▸ **Text**
━━━━━━━━━━━━━━━━━━━━━━━━━━━━━━

Diego Fernández de la Cueva, 1st Viscount of Huelma (died 26 November 1473) was a Spanish nobleman.

Biography
Diego Fernández de la Cueva was born in Úbeda. He was a merchant and banker of King Henry IV of Castile, who granted him the title of 1st Viscount of Huelma.

He was related to or perhaps a descendant of Juan Sánchez de la Cueva, a nobleman from Úbeda, Regedor or Veinte y Quatro (24) of Úbeda in 1367, who rose pennant for the usurper Henry, Count of Trastamara, bribed by his generous promises. He was also a relative and a contemporary of another Diego de la Cueva, Alcalde of Caltinovo, married to María Cortés, whose daughter María Cortés married Rodrigo or Ruy Fernández de Monroy, paternal grandparents of Hernán Cortés.

━━━━━━━━━━━━━━━━━━━━━━━━━━━━━━

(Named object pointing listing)
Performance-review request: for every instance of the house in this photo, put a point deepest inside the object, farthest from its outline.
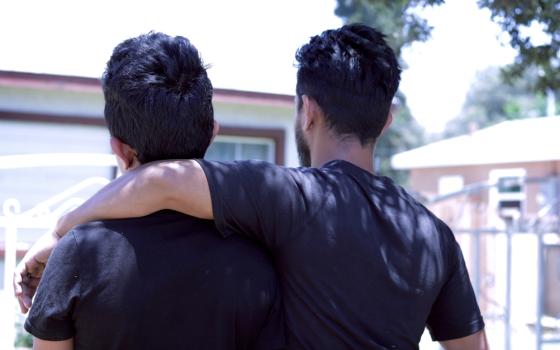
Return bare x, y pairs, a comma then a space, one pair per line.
55, 152
504, 178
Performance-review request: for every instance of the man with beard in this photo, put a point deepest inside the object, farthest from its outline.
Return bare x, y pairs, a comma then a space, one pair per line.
108, 285
362, 264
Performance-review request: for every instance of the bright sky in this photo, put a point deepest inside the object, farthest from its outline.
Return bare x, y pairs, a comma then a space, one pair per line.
249, 43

━━━━━━━━━━━━━━━━━━━━━━━━━━━━━━

▸ **What to work on**
(1) Translate the sentence "Diego Fernández de la Cueva was born in Úbeda." from the Diego Fernández de la Cueva biography into Spanish.
(2) According to the Diego Fernández de la Cueva biography, which king granted the title of 1st Viscount of Huelma?
(3) Please carry on the Diego Fernández de la Cueva biography, starting after its final sentence.

▸ **Outputs for the tasks**
(1) Diego Fernández de la Cueva nació en Úbeda.

(2) King Henry IV of Castile.

(3)
He married Maior Alfonso de Mercado from Úbeda and had two sons. King Enrique IV, in his second year as King, travelled to Úbeda and stayed with Diego. When he left this house, he took Diego's second oldest son, Beltrán, with him to stay at Court to show his gratitude to Diego. (Diego offered Beltrán after Enrique asked for Diego's oldest son, whom Diego wanted to keep close by).

See also
Henry IV of Castile
Beltrán de la Cueva
War of the Castilian Succession

Notes

References 
Summarized and Translated from "Don Beltrán de la Cueva" https://web.archive.org/web/20070320120801/http://www.castillosdejirm.com/beltrancueva.htm
 —Various (periodic publication)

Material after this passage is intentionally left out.